Ultrawide Display on Debian Linux

27 November 2016

I picked up a very-slightly-used 34-inch LG 34UM67 display to use on my Debian Linux workstation that I use for processing photos. It’s an IPS display with 2560x1080 pixels, so that should fit nicely with photo work.

The built-in graphics on my Dell T20 only supports VGA, so I also needed to buy a new video card to support HDMI. My needs are modest, so I picked out an Asus ATI Radeon HD6450. I’ve always gone for ATI/AMD and Intel when I could, since their fully open-source versions of drivers have worked well in the past. I’m also not a gamer, so I can skip over Nvidia.

Upon plugging it all together, I needed to ensure I had all the "amdgpu" packages installed from Debian Unstable, so I could get higher resolutions beyond VGA.

★ ★ ★ ★ ★

- What you need to do
Edit the ultrawide display post between "Upon plugging it" and "resolutions beyond VGA.", inclusive, and give that part again with "Debian Unstable" replaced by "Debian Testing".

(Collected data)
★ ★ ★ ★ ★

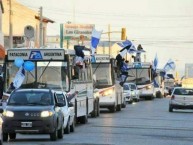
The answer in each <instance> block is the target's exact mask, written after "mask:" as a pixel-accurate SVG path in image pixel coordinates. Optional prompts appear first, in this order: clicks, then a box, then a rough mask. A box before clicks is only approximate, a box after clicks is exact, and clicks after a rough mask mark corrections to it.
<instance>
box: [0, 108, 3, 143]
mask: <svg viewBox="0 0 193 145" xmlns="http://www.w3.org/2000/svg"><path fill="white" fill-rule="evenodd" d="M2 113H3V109H2V108H1V109H0V114H2ZM2 124H3V119H2V117H1V115H0V145H3V132H2Z"/></svg>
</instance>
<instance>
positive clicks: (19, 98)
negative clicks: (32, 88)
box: [8, 91, 53, 106]
mask: <svg viewBox="0 0 193 145" xmlns="http://www.w3.org/2000/svg"><path fill="white" fill-rule="evenodd" d="M8 105H24V106H33V105H37V106H38V105H45V106H49V105H53V97H52V96H51V94H50V93H49V92H45V91H44V92H43V91H19V92H13V93H12V94H11V96H10V99H9V101H8Z"/></svg>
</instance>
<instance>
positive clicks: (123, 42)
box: [117, 40, 137, 57]
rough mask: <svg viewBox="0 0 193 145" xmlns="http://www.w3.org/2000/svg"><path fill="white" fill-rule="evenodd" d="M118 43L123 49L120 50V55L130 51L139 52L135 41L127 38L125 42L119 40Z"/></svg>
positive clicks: (121, 54) (124, 54)
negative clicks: (133, 44) (132, 40)
mask: <svg viewBox="0 0 193 145" xmlns="http://www.w3.org/2000/svg"><path fill="white" fill-rule="evenodd" d="M117 45H119V46H120V47H121V48H122V49H121V50H120V51H119V53H120V55H121V56H122V57H124V55H125V54H126V53H127V52H128V53H130V54H132V53H135V52H137V50H136V48H135V46H134V45H133V43H132V42H131V41H129V40H125V41H123V42H118V43H117Z"/></svg>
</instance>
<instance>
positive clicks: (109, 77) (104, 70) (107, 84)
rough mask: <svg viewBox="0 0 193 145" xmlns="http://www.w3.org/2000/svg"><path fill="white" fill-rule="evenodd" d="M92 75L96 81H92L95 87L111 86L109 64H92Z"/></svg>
mask: <svg viewBox="0 0 193 145" xmlns="http://www.w3.org/2000/svg"><path fill="white" fill-rule="evenodd" d="M92 68H93V75H94V76H95V78H96V80H94V83H95V86H96V87H99V88H100V86H103V87H104V86H111V85H113V81H112V74H111V64H104V63H98V64H97V63H96V64H92Z"/></svg>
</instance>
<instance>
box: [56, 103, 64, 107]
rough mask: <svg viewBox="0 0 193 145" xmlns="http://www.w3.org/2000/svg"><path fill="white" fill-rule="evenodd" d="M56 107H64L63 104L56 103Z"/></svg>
mask: <svg viewBox="0 0 193 145" xmlns="http://www.w3.org/2000/svg"><path fill="white" fill-rule="evenodd" d="M56 106H58V107H63V106H64V103H56Z"/></svg>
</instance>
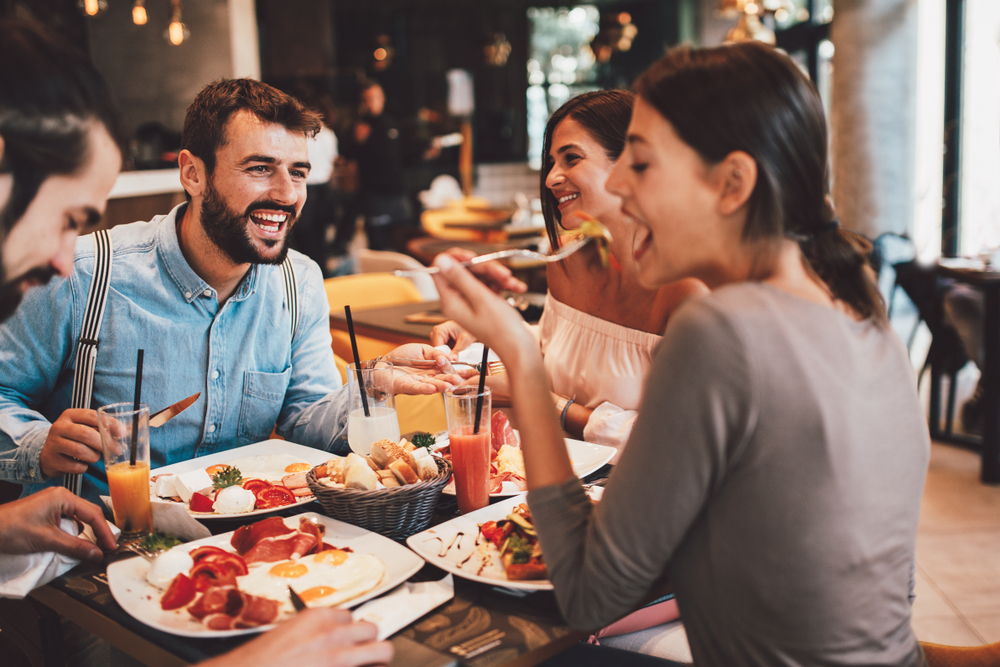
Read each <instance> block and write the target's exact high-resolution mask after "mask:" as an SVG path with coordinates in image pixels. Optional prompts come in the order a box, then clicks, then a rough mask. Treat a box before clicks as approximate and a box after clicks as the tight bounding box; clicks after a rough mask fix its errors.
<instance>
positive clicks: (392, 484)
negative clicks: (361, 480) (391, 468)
mask: <svg viewBox="0 0 1000 667" xmlns="http://www.w3.org/2000/svg"><path fill="white" fill-rule="evenodd" d="M375 474H376V475H378V481H380V482H382V486H384V487H385V488H387V489H389V488H392V487H394V486H399V482H398V481H397V480H396V476H395V475H393V474H392V471H391V470H379V471H378V472H377V473H375Z"/></svg>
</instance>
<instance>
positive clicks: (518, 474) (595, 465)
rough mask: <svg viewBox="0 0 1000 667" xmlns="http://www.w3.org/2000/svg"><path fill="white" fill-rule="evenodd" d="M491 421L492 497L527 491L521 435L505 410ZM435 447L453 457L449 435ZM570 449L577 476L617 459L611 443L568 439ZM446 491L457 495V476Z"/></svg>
mask: <svg viewBox="0 0 1000 667" xmlns="http://www.w3.org/2000/svg"><path fill="white" fill-rule="evenodd" d="M491 421H492V424H491V429H490V443H491V444H492V445H493V449H492V451H491V456H492V459H491V461H490V497H491V498H506V497H509V496H515V495H517V494H519V493H524V492H525V491H527V490H528V487H527V485H526V484H525V475H524V457H523V456H522V454H521V440H520V435H519V434H518V432H517V431H515V430H514V429H513V428H512V427H511V425H510V422H509V421H508V420H507V415H505V414H504V413H502V412H494V413H493V418H492V420H491ZM433 448H434V453H435V454H437V455H438V456H443V457H444V458H448V459H450V458H451V452H450V451H449V448H448V438H447V436H444V437H440V438H437V440H436V442H435V444H434V446H433ZM566 451H567V452H568V453H569V459H570V463H571V464H572V465H573V472H575V473H576V476H577V477H586V476H587V475H589V474H590V473H592V472H594V471H595V470H597V469H599V468H600V467H601V466H603V465H604V464H605V463H607V462H608V461H610V460H611V459H612V458H614V456H615V452H616V451H617V450H616V449H615V448H614V447H608V446H607V445H596V444H594V443H591V442H584V441H582V440H572V439H570V438H566ZM442 493H444V494H446V495H450V496H453V495H455V480H454V479H453V480H452V481H450V482H448V485H447V486H445V487H444V490H443V491H442Z"/></svg>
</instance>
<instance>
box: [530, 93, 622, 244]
mask: <svg viewBox="0 0 1000 667" xmlns="http://www.w3.org/2000/svg"><path fill="white" fill-rule="evenodd" d="M634 102H635V95H634V94H632V93H630V92H628V91H626V90H599V91H596V92H592V93H583V94H582V95H578V96H577V97H574V98H573V99H571V100H569V101H568V102H566V103H565V104H563V105H562V106H561V107H559V108H558V109H556V111H555V113H553V114H552V115H551V116H550V117H549V122H548V123H547V124H546V125H545V140H544V142H543V143H542V169H541V173H540V174H539V175H540V177H541V190H540V194H541V199H542V215H543V216H544V218H545V231H546V232H547V233H548V235H549V242H550V243H551V244H552V247H553V248H557V247H559V229H558V228H557V225H558V224H559V223H560V219H561V217H562V216H560V214H559V202H557V201H556V198H555V195H553V194H552V191H551V190H549V189H548V188H547V187H546V186H545V181H546V179H548V177H549V172H550V171H552V157H551V156H550V155H549V152H550V151H551V150H552V135H553V134H554V133H555V131H556V127H557V126H558V125H559V123H561V122H563V121H564V120H565V119H567V118H572V119H573V120H575V121H576V122H578V123H579V124H580V125H581V126H582V127H583V129H585V130H587V133H588V134H589V135H590V136H591V137H593V138H594V140H595V141H596V142H597V143H599V144H600V145H601V147H602V148H604V150H605V152H606V153H607V155H608V159H610V160H611V161H614V160H617V159H618V156H619V155H621V154H622V150H624V149H625V134H626V132H627V130H628V123H629V120H630V119H631V118H632V105H633V104H634Z"/></svg>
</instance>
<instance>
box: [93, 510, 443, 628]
mask: <svg viewBox="0 0 1000 667" xmlns="http://www.w3.org/2000/svg"><path fill="white" fill-rule="evenodd" d="M423 565H424V561H423V559H421V558H420V557H419V556H417V555H416V554H414V553H413V552H412V551H410V550H409V549H407V548H406V547H404V546H402V545H400V544H397V543H396V542H393V541H392V540H390V539H388V538H386V537H382V536H381V535H378V534H377V533H373V532H371V531H368V530H365V529H364V528H359V527H357V526H352V525H350V524H347V523H343V522H341V521H336V520H335V519H331V518H329V517H325V516H323V515H320V514H316V513H313V512H307V513H304V514H299V515H296V516H292V517H286V518H282V517H269V518H265V519H261V520H260V521H257V522H255V523H252V524H247V525H245V526H241V527H240V528H238V529H237V530H235V531H233V532H230V533H223V534H221V535H214V536H212V537H208V538H205V539H203V540H196V541H194V542H188V543H187V544H181V545H179V546H176V547H173V548H172V549H169V550H168V551H165V552H163V553H161V554H160V555H158V556H157V557H156V558H155V559H154V560H152V561H149V560H146V559H145V558H131V559H127V560H120V561H116V562H114V563H112V564H111V565H110V566H108V585H109V586H110V588H111V594H112V595H113V596H114V598H115V601H117V602H118V604H120V605H121V606H122V608H123V609H124V610H125V611H126V612H128V614H129V615H131V616H132V617H133V618H135V619H136V620H139V621H141V622H143V623H145V624H146V625H149V626H151V627H153V628H156V629H157V630H162V631H163V632H169V633H171V634H175V635H181V636H184V637H229V636H234V635H243V634H249V633H254V632H260V631H262V630H267V629H269V628H271V627H273V625H274V624H275V623H280V622H281V621H283V620H286V619H287V618H289V617H291V616H292V615H294V614H295V613H296V612H295V607H294V605H293V604H292V601H291V597H290V593H289V588H291V589H292V590H294V591H295V593H296V594H297V595H298V596H299V597H300V598H301V600H302V601H303V602H304V603H305V605H306V606H308V607H340V608H349V607H354V606H356V605H359V604H361V603H362V602H365V601H366V600H370V599H371V598H373V597H376V596H378V595H380V594H382V593H383V592H385V591H388V590H391V589H392V588H394V587H395V586H397V585H399V584H401V583H402V582H404V581H406V580H407V579H409V578H410V577H411V576H412V575H413V574H415V573H416V572H417V571H418V570H419V569H420V568H421V567H423Z"/></svg>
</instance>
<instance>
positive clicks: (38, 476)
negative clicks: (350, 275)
mask: <svg viewBox="0 0 1000 667" xmlns="http://www.w3.org/2000/svg"><path fill="white" fill-rule="evenodd" d="M319 124H320V120H319V118H318V117H317V116H316V115H315V114H314V113H312V112H310V111H308V110H307V109H305V108H304V107H303V106H302V105H301V104H300V103H299V102H298V101H296V100H295V99H294V98H292V97H289V96H288V95H285V94H284V93H282V92H280V91H278V90H276V89H274V88H271V87H270V86H267V85H265V84H262V83H260V82H259V81H254V80H251V79H235V80H223V81H219V82H217V83H213V84H211V85H209V86H207V87H206V88H205V89H204V90H202V91H201V93H199V94H198V96H197V97H196V98H195V100H194V102H193V103H192V105H191V106H190V108H189V109H188V112H187V116H186V118H185V121H184V130H183V137H182V144H183V150H182V151H181V153H180V156H179V159H178V162H179V166H180V180H181V184H182V185H183V187H184V190H185V191H186V193H187V198H188V202H186V203H182V204H180V205H179V206H177V207H176V208H175V209H174V210H172V211H171V212H170V213H168V214H166V215H162V216H157V217H156V218H154V219H153V220H151V221H149V222H135V223H132V224H127V225H119V226H116V227H114V228H113V229H111V230H110V238H111V246H112V252H111V259H112V261H111V270H110V281H109V285H110V287H109V289H108V296H107V302H106V305H105V308H104V318H103V323H102V325H101V328H100V333H99V336H98V338H99V345H98V353H97V359H96V365H95V368H94V379H93V385H92V400H91V403H90V405H89V406H87V408H85V409H77V408H73V407H71V405H72V395H73V384H74V368H75V365H76V361H77V359H76V357H77V348H78V339H80V338H81V327H82V326H83V323H84V311H85V309H86V305H87V299H88V292H89V290H90V286H91V283H92V281H93V276H94V268H95V255H96V250H97V245H96V244H95V237H94V235H88V236H85V237H82V238H80V239H79V241H78V242H77V245H76V253H75V258H74V259H73V266H72V270H71V271H69V277H68V278H66V279H56V280H53V281H52V282H51V283H50V284H48V285H46V286H44V287H38V288H36V289H33V290H30V291H29V292H28V293H27V294H26V295H25V298H24V302H23V304H22V307H21V308H20V309H19V311H18V312H17V314H16V315H15V316H14V317H12V318H11V319H9V320H8V321H7V322H5V323H4V324H3V325H2V326H0V365H2V373H0V478H2V479H6V480H9V481H13V482H17V483H20V484H24V485H25V487H26V488H25V491H26V493H31V492H34V491H37V490H38V489H40V488H42V487H43V486H52V485H56V484H59V483H60V480H61V477H62V476H63V475H66V474H74V475H76V474H83V475H84V476H83V483H82V493H81V495H83V496H84V497H85V498H88V499H91V500H96V499H97V497H98V496H99V495H101V494H107V478H106V475H105V473H104V468H103V465H102V463H101V462H100V459H101V442H100V436H99V434H98V431H97V418H96V412H95V410H94V409H93V408H95V407H97V406H101V405H106V404H109V403H116V402H120V401H130V400H132V397H133V393H134V383H135V366H136V353H137V350H139V349H144V350H145V358H144V366H143V368H144V370H143V383H142V390H143V396H142V398H143V402H144V403H146V404H148V405H151V406H154V409H155V407H162V406H167V405H170V404H173V403H175V402H177V401H179V400H180V399H182V398H185V397H186V396H189V395H191V394H194V393H195V392H201V398H200V400H199V401H198V402H197V403H195V404H194V405H193V406H192V407H191V408H189V409H188V410H186V411H185V412H183V413H182V414H181V415H179V416H178V417H176V418H174V419H172V420H171V421H170V422H169V423H167V424H165V425H164V426H162V427H160V428H158V429H155V431H153V432H152V433H151V443H150V445H151V446H150V450H151V453H150V456H151V464H152V467H154V468H156V467H159V466H163V465H168V464H171V463H175V462H178V461H184V460H188V459H191V458H194V457H196V456H204V455H206V454H211V453H213V452H218V451H223V450H227V449H232V448H236V447H241V446H244V445H248V444H251V443H254V442H259V441H262V440H266V439H267V438H268V437H269V435H270V434H271V431H272V429H276V430H277V433H278V434H279V435H281V436H283V437H285V438H287V439H288V440H290V441H292V442H296V443H300V444H304V445H308V446H312V447H317V448H321V449H325V450H328V451H332V452H338V453H340V452H343V451H345V450H346V445H347V443H346V432H347V395H346V390H345V389H344V388H342V387H341V380H340V375H339V373H338V372H337V369H336V367H335V365H334V359H333V354H332V352H331V349H330V333H329V306H328V304H327V299H326V292H325V290H324V287H323V279H322V274H321V272H320V269H319V267H318V266H317V265H316V263H315V262H313V261H312V260H310V259H308V258H307V257H305V256H304V255H302V254H300V253H297V252H295V251H289V250H288V247H287V241H288V238H289V231H290V230H291V228H292V226H293V225H294V224H295V220H296V217H297V216H298V214H299V212H300V211H301V209H302V205H303V203H304V201H305V197H306V177H307V176H308V174H309V158H308V149H307V146H306V139H307V138H308V137H310V136H312V135H314V134H315V133H316V132H317V131H318V130H319V127H320V125H319ZM286 257H287V258H288V259H289V262H287V263H285V264H284V265H283V264H282V263H283V262H285V259H286ZM288 264H290V265H291V266H290V268H291V271H290V272H289V271H288V268H289V267H288ZM288 273H292V274H294V284H295V286H296V289H295V290H293V291H292V292H293V294H296V295H297V309H296V308H295V303H296V299H295V298H294V297H293V296H292V295H289V294H288V293H287V292H288V290H286V281H287V280H290V279H289V278H287V277H286V275H287V274H288ZM501 278H503V279H509V280H513V279H512V278H510V277H509V273H506V275H504V276H501ZM515 282H516V281H515ZM288 284H290V283H288ZM358 305H359V306H362V305H363V304H358ZM296 311H297V315H296ZM293 322H294V323H296V324H293ZM293 326H294V332H293V331H292V328H293ZM404 348H405V349H399V350H397V351H396V352H395V353H394V355H395V356H398V357H403V358H422V359H432V360H435V361H437V362H438V365H439V367H441V368H443V369H447V368H446V367H447V358H446V357H445V355H443V354H441V353H440V352H437V351H435V350H434V349H433V348H431V347H430V346H427V345H407V346H404ZM447 370H450V369H447ZM459 381H460V378H458V377H456V376H454V375H444V374H437V373H430V374H425V375H404V374H398V375H397V377H396V380H395V390H396V391H397V392H399V393H434V392H438V391H441V390H443V389H445V388H447V387H449V386H451V384H454V383H458V382H459Z"/></svg>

★ ★ ★ ★ ★

- Finished task
Upon plugging it all together, I needed to ensure I had all the "amdgpu" packages installed from Debian Testing, so I could get higher resolutions beyond VGA.